§ EXERCISE
From top to bottom, return the listing exactly as it appears, omitting its images.

§ SOURCE RECORDS
*** Block opens ***
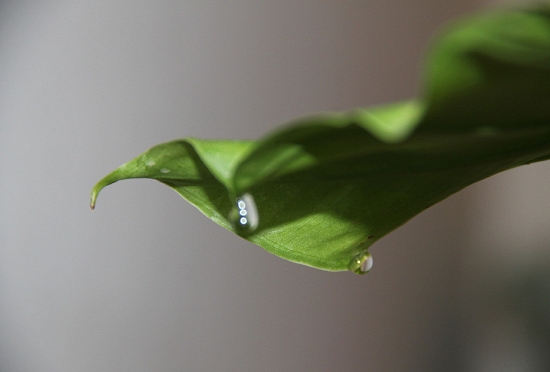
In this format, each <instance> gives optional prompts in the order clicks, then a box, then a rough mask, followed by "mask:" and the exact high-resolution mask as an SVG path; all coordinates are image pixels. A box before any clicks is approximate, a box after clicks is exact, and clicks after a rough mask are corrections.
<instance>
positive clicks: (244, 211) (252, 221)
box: [229, 194, 260, 235]
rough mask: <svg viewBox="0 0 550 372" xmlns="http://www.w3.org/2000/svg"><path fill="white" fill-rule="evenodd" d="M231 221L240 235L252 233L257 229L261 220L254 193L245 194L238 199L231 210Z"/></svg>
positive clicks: (229, 218)
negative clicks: (249, 193)
mask: <svg viewBox="0 0 550 372" xmlns="http://www.w3.org/2000/svg"><path fill="white" fill-rule="evenodd" d="M229 221H230V222H231V224H232V225H233V228H234V229H235V232H236V233H237V234H239V235H247V234H251V233H253V232H254V230H256V228H257V227H258V223H259V222H260V220H259V215H258V209H257V207H256V203H255V202H254V198H253V197H252V195H250V194H244V195H242V196H241V197H240V198H238V199H237V202H236V203H235V206H234V207H233V209H231V212H229Z"/></svg>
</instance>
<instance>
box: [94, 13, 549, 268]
mask: <svg viewBox="0 0 550 372" xmlns="http://www.w3.org/2000/svg"><path fill="white" fill-rule="evenodd" d="M549 157H550V12H549V8H548V7H542V8H539V9H535V10H525V11H506V12H499V13H494V14H488V15H482V16H478V17H476V18H473V19H470V20H467V21H464V22H462V23H460V24H458V25H457V26H454V27H452V28H450V29H448V31H447V32H446V33H445V34H444V35H443V36H442V37H441V38H440V39H439V41H438V42H437V43H436V44H435V46H434V48H433V50H432V52H431V53H430V56H429V59H428V63H427V71H426V86H425V94H424V98H423V99H419V100H411V101H407V102H401V103H397V104H391V105H386V106H381V107H375V108H369V109H355V110H351V111H349V112H344V113H327V114H320V115H316V116H311V117H307V118H303V119H299V120H297V121H296V122H294V123H290V124H288V125H287V126H285V127H283V128H282V129H280V130H279V131H276V132H274V133H273V134H271V135H269V136H268V137H266V138H264V139H263V140H259V141H256V142H245V141H207V140H199V139H182V140H178V141H173V142H169V143H165V144H161V145H158V146H156V147H153V148H152V149H150V150H149V151H147V152H145V153H144V154H142V155H140V156H138V157H137V158H135V159H133V160H132V161H130V162H128V163H126V164H124V165H122V166H121V167H119V168H118V169H116V170H115V171H114V172H112V173H111V174H109V175H107V176H106V177H105V178H104V179H102V180H101V181H100V182H99V183H98V184H97V185H96V186H95V187H94V189H93V190H92V202H91V205H92V208H93V207H94V205H95V201H96V198H97V195H98V193H99V191H100V190H101V189H102V188H104V187H105V186H107V185H108V184H111V183H113V182H116V181H118V180H122V179H128V178H152V179H156V180H158V181H160V182H162V183H164V184H166V185H168V186H170V187H171V188H173V189H174V190H175V191H177V192H178V193H179V194H180V195H181V196H182V197H183V198H185V199H186V200H187V201H189V202H190V203H191V204H193V205H195V206H196V207H197V208H198V209H199V210H200V211H201V212H202V213H204V214H205V215H206V216H208V217H209V218H211V219H212V220H213V221H214V222H216V223H218V224H219V225H221V226H222V227H224V228H226V229H229V230H232V231H235V232H236V233H238V234H239V235H241V236H243V237H244V238H246V239H247V240H249V241H251V242H253V243H256V244H258V245H260V246H262V247H263V248H265V249H266V250H268V251H269V252H271V253H273V254H276V255H277V256H280V257H282V258H285V259H287V260H290V261H294V262H298V263H301V264H305V265H309V266H313V267H316V268H320V269H324V270H330V271H341V270H351V271H354V272H358V273H363V272H364V270H363V269H362V268H361V266H362V265H363V264H366V263H368V262H370V261H369V260H370V255H369V254H368V248H369V247H370V246H371V245H372V244H373V243H374V242H375V241H377V240H378V239H380V238H382V237H383V236H384V235H386V234H388V233H389V232H391V231H392V230H394V229H396V228H397V227H399V226H400V225H402V224H403V223H405V222H406V221H408V220H409V219H411V218H412V217H414V216H415V215H416V214H418V213H420V212H422V211H423V210H425V209H427V208H429V207H430V206H432V205H433V204H435V203H437V202H439V201H441V200H443V199H444V198H446V197H448V196H449V195H451V194H453V193H455V192H457V191H459V190H461V189H462V188H464V187H466V186H468V185H470V184H472V183H474V182H477V181H479V180H482V179H484V178H486V177H489V176H491V175H493V174H496V173H498V172H501V171H504V170H507V169H510V168H514V167H517V166H520V165H523V164H527V163H530V162H535V161H542V160H547V159H548V158H549ZM256 211H257V216H255V214H256Z"/></svg>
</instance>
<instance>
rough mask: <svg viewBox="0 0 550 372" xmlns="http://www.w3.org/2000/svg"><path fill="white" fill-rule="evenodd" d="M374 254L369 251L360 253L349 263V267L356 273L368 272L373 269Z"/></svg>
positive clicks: (349, 267) (350, 268) (364, 272)
mask: <svg viewBox="0 0 550 372" xmlns="http://www.w3.org/2000/svg"><path fill="white" fill-rule="evenodd" d="M372 264H373V261H372V256H371V255H370V253H369V252H368V251H365V252H363V253H359V254H358V255H357V256H355V257H353V258H352V259H351V261H350V263H349V264H348V269H349V270H350V271H353V272H354V273H356V274H360V275H362V274H366V273H368V272H369V271H370V270H371V269H372Z"/></svg>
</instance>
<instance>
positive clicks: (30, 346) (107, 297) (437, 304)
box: [0, 0, 550, 372]
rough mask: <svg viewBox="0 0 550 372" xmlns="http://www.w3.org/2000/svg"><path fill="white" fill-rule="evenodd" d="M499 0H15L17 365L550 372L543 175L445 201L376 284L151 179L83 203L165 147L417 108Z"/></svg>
*** Block closes ***
§ REPLY TO THE TASK
In this format, each <instance> gives optional prompts in the order clicks, then a box, then a rough mask, followed by "mask:" and the exact high-resolution mask as an SVG path; all coordinates are image pixels. A box before any clicks is approximate, a box after clicks is exact, and clicks after a rough mask are corrections.
<instance>
positive clicks: (244, 211) (252, 221)
box: [229, 194, 260, 235]
rough mask: <svg viewBox="0 0 550 372" xmlns="http://www.w3.org/2000/svg"><path fill="white" fill-rule="evenodd" d="M231 221L240 235L252 233L257 229L261 220L254 193L245 194L238 199L231 210Z"/></svg>
positive clicks: (229, 218)
negative clicks: (249, 193)
mask: <svg viewBox="0 0 550 372" xmlns="http://www.w3.org/2000/svg"><path fill="white" fill-rule="evenodd" d="M229 221H230V222H231V224H232V225H233V228H234V229H235V232H236V233H237V234H239V235H247V234H251V233H253V232H254V230H256V228H257V227H258V223H259V222H260V220H259V215H258V209H257V207H256V203H255V202H254V198H253V197H252V195H250V194H244V195H242V196H241V197H240V198H238V199H237V202H236V203H235V206H234V207H233V209H231V212H229Z"/></svg>
</instance>
<instance>
box: [94, 13, 549, 268]
mask: <svg viewBox="0 0 550 372" xmlns="http://www.w3.org/2000/svg"><path fill="white" fill-rule="evenodd" d="M549 157H550V12H549V8H548V7H542V8H539V9H535V10H525V11H506V12H499V13H494V14H488V15H482V16H478V17H476V18H473V19H470V20H467V21H464V22H462V23H460V24H458V25H457V26H454V27H452V28H450V29H448V31H447V32H446V33H445V34H444V35H443V36H442V37H441V38H440V39H439V41H438V42H437V43H436V44H435V46H434V48H433V50H432V52H431V53H430V56H429V59H428V63H427V71H426V86H425V94H424V98H423V99H419V100H411V101H407V102H401V103H397V104H391V105H386V106H381V107H375V108H369V109H355V110H351V111H349V112H344V113H327V114H320V115H316V116H311V117H307V118H303V119H299V120H297V121H296V122H294V123H290V124H288V125H287V126H285V127H283V128H282V129H280V130H279V131H276V132H274V133H273V134H271V135H269V136H268V137H266V138H264V139H263V140H259V141H256V142H245V141H207V140H199V139H182V140H178V141H173V142H169V143H165V144H161V145H158V146H156V147H153V148H152V149H150V150H149V151H147V152H145V153H144V154H142V155H140V156H138V157H137V158H135V159H133V160H132V161H130V162H128V163H126V164H124V165H122V166H121V167H119V168H118V169H116V170H115V171H114V172H112V173H111V174H109V175H107V176H106V177H105V178H104V179H102V180H101V181H100V182H99V183H98V184H97V185H96V186H95V187H94V189H93V190H92V202H91V205H92V208H93V207H94V205H95V201H96V198H97V195H98V193H99V191H100V190H101V189H102V188H104V187H105V186H107V185H108V184H111V183H113V182H116V181H118V180H122V179H128V178H152V179H156V180H158V181H160V182H162V183H164V184H166V185H168V186H170V187H171V188H173V189H174V190H175V191H177V192H178V193H179V194H180V195H181V196H182V197H183V198H185V199H186V200H187V201H189V202H190V203H191V204H193V205H195V206H196V207H197V208H198V209H199V210H200V211H201V212H202V213H204V214H205V215H206V216H208V217H209V218H211V219H212V220H213V221H214V222H216V223H218V224H219V225H221V226H222V227H224V228H226V229H229V230H232V231H235V232H236V233H238V234H239V235H241V236H243V237H244V238H246V239H247V240H249V241H251V242H253V243H256V244H258V245H260V246H262V247H263V248H265V249H266V250H268V251H269V252H271V253H273V254H276V255H277V256H280V257H282V258H285V259H287V260H290V261H294V262H298V263H301V264H305V265H309V266H313V267H316V268H320V269H324V270H330V271H341V270H351V271H354V272H358V273H363V272H364V270H363V269H362V268H361V266H362V265H363V264H366V263H368V262H370V261H369V260H370V255H369V254H368V248H369V247H370V246H371V245H372V244H373V243H374V242H375V241H377V240H378V239H380V238H382V237H383V236H384V235H386V234H388V233H389V232H391V231H392V230H394V229H396V228H397V227H399V226H400V225H402V224H403V223H405V222H406V221H408V220H409V219H411V218H412V217H414V216H415V215H416V214H418V213H420V212H422V211H423V210H425V209H427V208H429V207H430V206H432V205H433V204H435V203H437V202H439V201H441V200H443V199H444V198H446V197H448V196H449V195H451V194H453V193H455V192H457V191H459V190H461V189H462V188H464V187H466V186H468V185H470V184H472V183H474V182H477V181H479V180H482V179H484V178H486V177H489V176H491V175H493V174H496V173H498V172H501V171H504V170H507V169H510V168H514V167H517V166H520V165H523V164H527V163H530V162H535V161H542V160H547V159H548V158H549ZM256 211H257V216H255V214H256Z"/></svg>
</instance>
<instance>
rough mask: <svg viewBox="0 0 550 372" xmlns="http://www.w3.org/2000/svg"><path fill="white" fill-rule="evenodd" d="M374 254L369 251L360 253L349 263V267L356 273L368 272L373 269Z"/></svg>
positive clicks: (349, 267) (350, 268) (364, 272)
mask: <svg viewBox="0 0 550 372" xmlns="http://www.w3.org/2000/svg"><path fill="white" fill-rule="evenodd" d="M372 264H373V261H372V256H371V255H370V253H369V252H368V251H365V252H363V253H359V254H358V255H357V256H355V257H353V258H352V259H351V261H350V263H349V264H348V269H349V270H350V271H353V272H354V273H356V274H360V275H362V274H366V273H368V272H369V271H370V270H371V269H372Z"/></svg>
</instance>
<instance>
positive clicks: (30, 346) (107, 297) (437, 304)
box: [0, 0, 550, 372]
rough mask: <svg viewBox="0 0 550 372" xmlns="http://www.w3.org/2000/svg"><path fill="white" fill-rule="evenodd" d="M499 0H15L17 365L550 372L543 175L445 201L376 284L151 179L83 203L165 147L417 108Z"/></svg>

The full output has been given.